Reproduce the material below line for line and omit the pictures.

(Segmentation dataset records)
■ ■ ■ ■

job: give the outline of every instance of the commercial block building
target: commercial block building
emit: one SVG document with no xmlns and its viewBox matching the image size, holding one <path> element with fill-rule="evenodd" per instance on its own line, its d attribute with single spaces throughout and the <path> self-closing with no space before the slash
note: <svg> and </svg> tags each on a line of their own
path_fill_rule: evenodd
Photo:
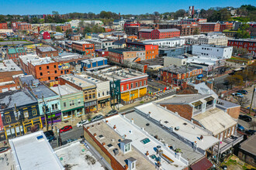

■ ■ ■ ■

[THE RESPONSE]:
job: give the outline of every instance of the commercial block building
target: commercial block building
emit: one SVG document with no xmlns and its viewBox matching the image size, holding one <path> element with fill-rule="evenodd" per instance on its own line, its d attribute with single spaces throughout and the <path> self-closing with no space before the slash
note: <svg> and </svg> tags each on a line of their own
path_fill_rule: evenodd
Photo:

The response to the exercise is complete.